— Extracted information —

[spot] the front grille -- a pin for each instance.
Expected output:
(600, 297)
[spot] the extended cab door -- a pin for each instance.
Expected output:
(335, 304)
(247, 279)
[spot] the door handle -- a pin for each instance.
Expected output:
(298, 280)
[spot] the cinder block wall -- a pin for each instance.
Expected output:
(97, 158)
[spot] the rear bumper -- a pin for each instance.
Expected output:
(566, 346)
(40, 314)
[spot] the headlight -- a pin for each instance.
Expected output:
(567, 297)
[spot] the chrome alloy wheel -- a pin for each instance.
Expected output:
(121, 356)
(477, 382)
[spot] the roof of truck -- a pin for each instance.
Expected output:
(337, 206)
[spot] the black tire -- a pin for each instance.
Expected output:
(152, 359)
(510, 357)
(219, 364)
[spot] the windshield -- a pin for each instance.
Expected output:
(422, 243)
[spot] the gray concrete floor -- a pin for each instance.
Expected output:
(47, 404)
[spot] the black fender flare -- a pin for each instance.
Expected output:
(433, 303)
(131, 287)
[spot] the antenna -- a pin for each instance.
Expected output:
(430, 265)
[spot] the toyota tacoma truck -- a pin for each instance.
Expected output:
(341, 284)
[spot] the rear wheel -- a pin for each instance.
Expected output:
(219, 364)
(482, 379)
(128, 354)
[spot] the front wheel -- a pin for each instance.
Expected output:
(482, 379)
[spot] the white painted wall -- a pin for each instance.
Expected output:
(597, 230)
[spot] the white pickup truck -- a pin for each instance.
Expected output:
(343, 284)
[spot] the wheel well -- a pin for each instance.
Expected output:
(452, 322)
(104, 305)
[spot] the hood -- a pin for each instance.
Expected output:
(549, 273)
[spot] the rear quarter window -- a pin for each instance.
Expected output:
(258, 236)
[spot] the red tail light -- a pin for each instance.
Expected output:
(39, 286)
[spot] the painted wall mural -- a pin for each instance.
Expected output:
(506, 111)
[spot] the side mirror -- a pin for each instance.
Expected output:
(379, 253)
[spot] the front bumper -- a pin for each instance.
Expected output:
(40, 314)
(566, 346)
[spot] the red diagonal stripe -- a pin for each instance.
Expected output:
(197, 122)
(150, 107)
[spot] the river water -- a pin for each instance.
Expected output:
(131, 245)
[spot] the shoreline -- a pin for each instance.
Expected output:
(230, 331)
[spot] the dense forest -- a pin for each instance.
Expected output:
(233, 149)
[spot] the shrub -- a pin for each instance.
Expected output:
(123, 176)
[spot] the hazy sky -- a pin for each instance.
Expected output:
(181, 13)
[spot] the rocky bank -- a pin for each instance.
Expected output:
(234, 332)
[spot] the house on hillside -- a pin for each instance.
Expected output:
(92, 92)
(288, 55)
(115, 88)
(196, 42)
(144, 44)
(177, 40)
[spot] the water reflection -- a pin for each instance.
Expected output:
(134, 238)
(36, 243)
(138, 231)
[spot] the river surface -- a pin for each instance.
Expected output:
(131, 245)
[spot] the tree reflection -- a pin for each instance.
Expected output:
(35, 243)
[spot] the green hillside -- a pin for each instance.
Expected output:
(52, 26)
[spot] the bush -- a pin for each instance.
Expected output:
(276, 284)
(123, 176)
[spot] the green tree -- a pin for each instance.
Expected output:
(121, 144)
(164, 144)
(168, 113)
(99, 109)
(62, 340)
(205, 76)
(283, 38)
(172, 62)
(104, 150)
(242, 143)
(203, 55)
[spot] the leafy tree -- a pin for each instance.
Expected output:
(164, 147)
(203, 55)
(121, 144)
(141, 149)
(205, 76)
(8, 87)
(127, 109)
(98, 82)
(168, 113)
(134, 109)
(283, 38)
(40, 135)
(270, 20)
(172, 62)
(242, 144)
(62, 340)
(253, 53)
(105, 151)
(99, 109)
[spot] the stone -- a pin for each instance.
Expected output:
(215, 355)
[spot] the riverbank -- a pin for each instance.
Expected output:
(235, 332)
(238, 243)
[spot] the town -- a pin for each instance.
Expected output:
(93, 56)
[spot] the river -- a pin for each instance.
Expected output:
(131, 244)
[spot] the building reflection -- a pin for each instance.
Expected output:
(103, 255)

— Required work —
Repeat, word for word, the lines from the start of the records to the line that contains "[spot] the roof", both of them included, and no others.

— Expected answer —
[spot] the front grille -- a pin for each instance.
Expected output:
(600, 297)
[spot] the extended cab door -- a pin for each instance.
Expected output:
(335, 304)
(247, 279)
[spot] the door handle -- a pin for each instance.
Expected output:
(298, 280)
[spot] the cinder block wall -- a pin for each instance.
Expected output:
(97, 158)
[spot] the rear bumper -- a pin for each instance.
Expected output:
(566, 346)
(40, 314)
[spot] the headlight -- a pin for each instance.
Expected output:
(567, 297)
[spot] the chrome alloy wheel -- a pin for each instance.
Expected output:
(121, 356)
(477, 382)
[spot] the roof of truck -- a pin for each instance.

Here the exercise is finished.